Supplied text:
----------
Monday, May 24, 2010

The Simpletones- I Have a Date (Re-Force Records, 2002)

Nearly as unconscionable as Maxim leaving Christina Hendricks (who should have been #1 with the other 99 spots left vacant) off of its 2010 Hot 100 was the OC Weekly’s list of the 129 greatest Orange County bands of all-time completely omitting The Simpletones. Come on, man! Major points to y’all for putting the Adolescents in the top spot, but where’s the love for the Simpletones? I like the Stitches as much as the next guy, but isn’t #23 a little high (Smogtown would have been a far better contemporary choice)? And why are Lit and The Offspring on there? Did they think they were making a worst-of list?

If you start naming all the most underrated and overlooked bands of first wave punk, you turn to California and the list starts to fill up fast. While not as good as The Gears, or as important as The Dils, or as influential as The Crowd, The Simpletones may have been more underrated than all of the above. And considering that they were kind of a precursor to what would be later termed “pop-punk”, albeit with an authentic early punk edge, the Simpletones merit a special place in history. It’s absolutely shocking, then, that their music has not been kept in print. Immortalized on Poshboy’s 1979 Beach Blvd compilation, the Simpletones are loved by punk record collectors but completely unknown to the more casual fan.
----------
Required tasks:
A - According to the Simpletones post, on which compilation were the Simpletones immortalized?
B - List every band named in the first paragraph of the Simpletones post other than the Simpletones.
C - Reproduce the Simpletones post from "Nearly as unconscionable" up to and including "a worst-of list?".
----------
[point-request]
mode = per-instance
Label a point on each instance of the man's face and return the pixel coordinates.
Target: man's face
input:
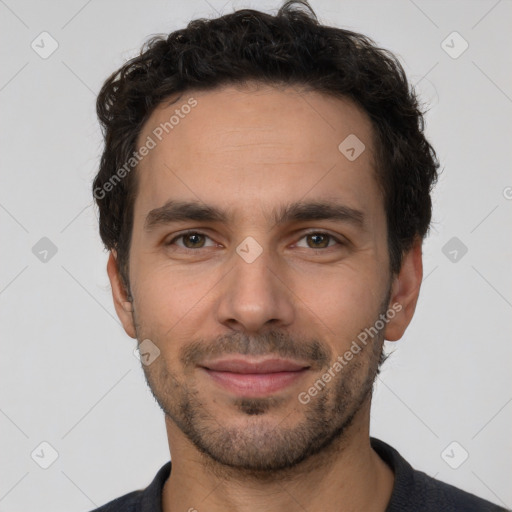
(249, 311)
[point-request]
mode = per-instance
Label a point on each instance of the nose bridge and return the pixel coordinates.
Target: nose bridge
(253, 295)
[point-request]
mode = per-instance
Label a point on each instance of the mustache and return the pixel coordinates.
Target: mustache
(274, 343)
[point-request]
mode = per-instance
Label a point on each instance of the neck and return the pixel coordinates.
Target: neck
(346, 476)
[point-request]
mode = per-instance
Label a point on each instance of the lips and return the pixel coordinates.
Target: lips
(251, 378)
(256, 367)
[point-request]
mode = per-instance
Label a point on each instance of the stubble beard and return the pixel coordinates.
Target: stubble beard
(260, 446)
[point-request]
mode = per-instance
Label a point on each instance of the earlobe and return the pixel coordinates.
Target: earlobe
(404, 293)
(122, 303)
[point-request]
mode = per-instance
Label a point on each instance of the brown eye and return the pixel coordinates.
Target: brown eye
(190, 240)
(320, 240)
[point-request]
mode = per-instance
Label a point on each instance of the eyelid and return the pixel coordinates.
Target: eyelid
(311, 231)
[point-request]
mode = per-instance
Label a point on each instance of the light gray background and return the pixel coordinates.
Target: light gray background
(67, 369)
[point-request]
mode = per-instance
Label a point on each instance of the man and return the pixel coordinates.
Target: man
(264, 192)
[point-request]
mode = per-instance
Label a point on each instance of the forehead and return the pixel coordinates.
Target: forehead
(256, 147)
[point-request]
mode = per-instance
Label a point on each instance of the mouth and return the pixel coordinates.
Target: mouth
(251, 378)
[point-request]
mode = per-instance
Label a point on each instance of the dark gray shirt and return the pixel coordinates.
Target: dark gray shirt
(413, 491)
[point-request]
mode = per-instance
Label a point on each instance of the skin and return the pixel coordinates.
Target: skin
(251, 150)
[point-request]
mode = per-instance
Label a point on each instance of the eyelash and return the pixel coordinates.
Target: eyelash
(193, 232)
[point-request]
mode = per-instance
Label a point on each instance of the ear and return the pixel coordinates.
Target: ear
(404, 292)
(123, 305)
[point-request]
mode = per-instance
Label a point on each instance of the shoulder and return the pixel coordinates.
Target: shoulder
(415, 490)
(127, 503)
(148, 499)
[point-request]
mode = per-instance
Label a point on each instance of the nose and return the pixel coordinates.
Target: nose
(256, 294)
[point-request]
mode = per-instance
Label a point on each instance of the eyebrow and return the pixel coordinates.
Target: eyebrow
(177, 211)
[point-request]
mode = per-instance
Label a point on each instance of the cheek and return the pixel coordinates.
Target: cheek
(167, 299)
(345, 301)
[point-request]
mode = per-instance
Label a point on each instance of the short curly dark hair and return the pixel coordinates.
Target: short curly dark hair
(292, 49)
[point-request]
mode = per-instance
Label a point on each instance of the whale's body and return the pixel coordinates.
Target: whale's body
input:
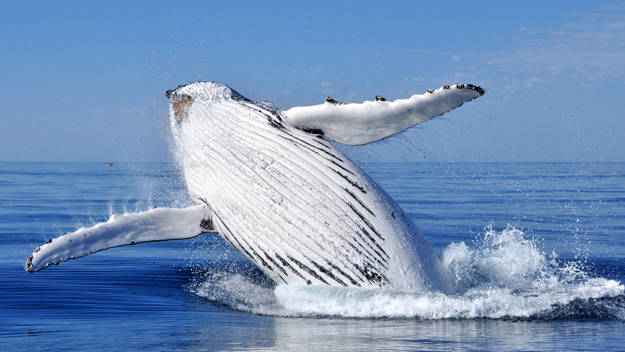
(271, 184)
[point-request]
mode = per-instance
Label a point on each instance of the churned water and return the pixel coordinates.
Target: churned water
(536, 252)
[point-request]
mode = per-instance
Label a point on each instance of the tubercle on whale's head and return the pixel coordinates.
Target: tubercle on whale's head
(179, 104)
(182, 97)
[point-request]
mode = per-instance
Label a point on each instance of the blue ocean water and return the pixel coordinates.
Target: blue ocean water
(537, 251)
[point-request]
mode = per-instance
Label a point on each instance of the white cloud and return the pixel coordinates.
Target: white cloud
(591, 48)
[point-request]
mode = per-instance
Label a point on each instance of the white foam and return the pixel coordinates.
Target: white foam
(503, 275)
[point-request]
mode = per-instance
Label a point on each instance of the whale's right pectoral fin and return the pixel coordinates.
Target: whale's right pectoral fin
(159, 224)
(371, 121)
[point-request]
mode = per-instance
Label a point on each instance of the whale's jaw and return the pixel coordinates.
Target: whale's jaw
(271, 184)
(291, 202)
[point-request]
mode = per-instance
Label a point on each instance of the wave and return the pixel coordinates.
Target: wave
(502, 274)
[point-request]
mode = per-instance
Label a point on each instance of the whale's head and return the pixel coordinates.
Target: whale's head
(215, 131)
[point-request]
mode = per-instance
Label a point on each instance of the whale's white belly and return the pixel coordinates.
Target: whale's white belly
(295, 205)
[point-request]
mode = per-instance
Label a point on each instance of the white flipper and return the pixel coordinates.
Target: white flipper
(357, 124)
(159, 224)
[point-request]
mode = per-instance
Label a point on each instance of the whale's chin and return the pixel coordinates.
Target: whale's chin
(273, 186)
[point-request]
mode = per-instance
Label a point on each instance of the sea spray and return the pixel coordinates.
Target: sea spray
(501, 275)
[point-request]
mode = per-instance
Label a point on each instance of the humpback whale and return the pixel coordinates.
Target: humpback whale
(273, 186)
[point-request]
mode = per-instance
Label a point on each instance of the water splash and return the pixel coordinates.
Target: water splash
(501, 275)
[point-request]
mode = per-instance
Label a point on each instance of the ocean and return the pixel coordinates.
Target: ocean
(536, 251)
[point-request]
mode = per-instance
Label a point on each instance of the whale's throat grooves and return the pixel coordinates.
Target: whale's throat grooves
(289, 200)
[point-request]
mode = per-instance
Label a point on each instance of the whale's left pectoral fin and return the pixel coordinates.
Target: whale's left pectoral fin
(159, 224)
(371, 121)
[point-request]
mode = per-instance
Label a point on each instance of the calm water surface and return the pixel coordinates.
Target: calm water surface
(202, 295)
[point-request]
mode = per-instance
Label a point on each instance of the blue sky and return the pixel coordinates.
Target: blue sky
(83, 81)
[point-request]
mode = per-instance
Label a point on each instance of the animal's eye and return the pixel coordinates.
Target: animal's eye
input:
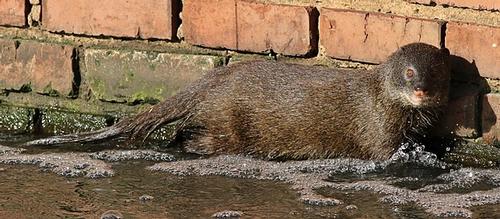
(410, 73)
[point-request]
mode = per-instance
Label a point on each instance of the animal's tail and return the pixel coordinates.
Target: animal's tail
(142, 125)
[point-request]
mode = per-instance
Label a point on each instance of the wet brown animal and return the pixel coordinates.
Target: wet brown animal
(279, 110)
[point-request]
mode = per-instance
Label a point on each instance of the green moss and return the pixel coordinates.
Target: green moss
(15, 118)
(472, 154)
(142, 97)
(25, 88)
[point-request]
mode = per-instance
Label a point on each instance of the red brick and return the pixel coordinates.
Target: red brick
(12, 12)
(371, 37)
(461, 117)
(491, 118)
(482, 46)
(132, 18)
(476, 4)
(283, 29)
(423, 2)
(210, 23)
(45, 67)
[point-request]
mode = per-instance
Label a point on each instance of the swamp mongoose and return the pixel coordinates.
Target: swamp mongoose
(279, 110)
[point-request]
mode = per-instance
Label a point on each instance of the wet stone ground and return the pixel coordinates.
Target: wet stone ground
(103, 181)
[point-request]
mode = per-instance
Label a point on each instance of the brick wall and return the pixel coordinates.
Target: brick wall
(127, 53)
----------
Completed exercise:
A - Poshboy's 1979 Beach Blvd compilation.

B - The Adolescents, the Stitches, Smogtown, Lit, and The Offspring.

C -
Nearly as unconscionable as Maxim leaving Christina Hendricks (who should have been #1 with the other 99 spots left vacant) off of its 2010 Hot 100 was the OC Weekly’s list of the 129 greatest Orange County bands of all-time completely omitting The Simpletones. Come on, man! Major points to y’all for putting the Adolescents in the top spot, but where’s the love for the Simpletones? I like the Stitches as much as the next guy, but isn’t #23 a little high (Smogtown would have been a far better contemporary choice)? And why are Lit and The Offspring on there? Did they think they were making a worst-of list?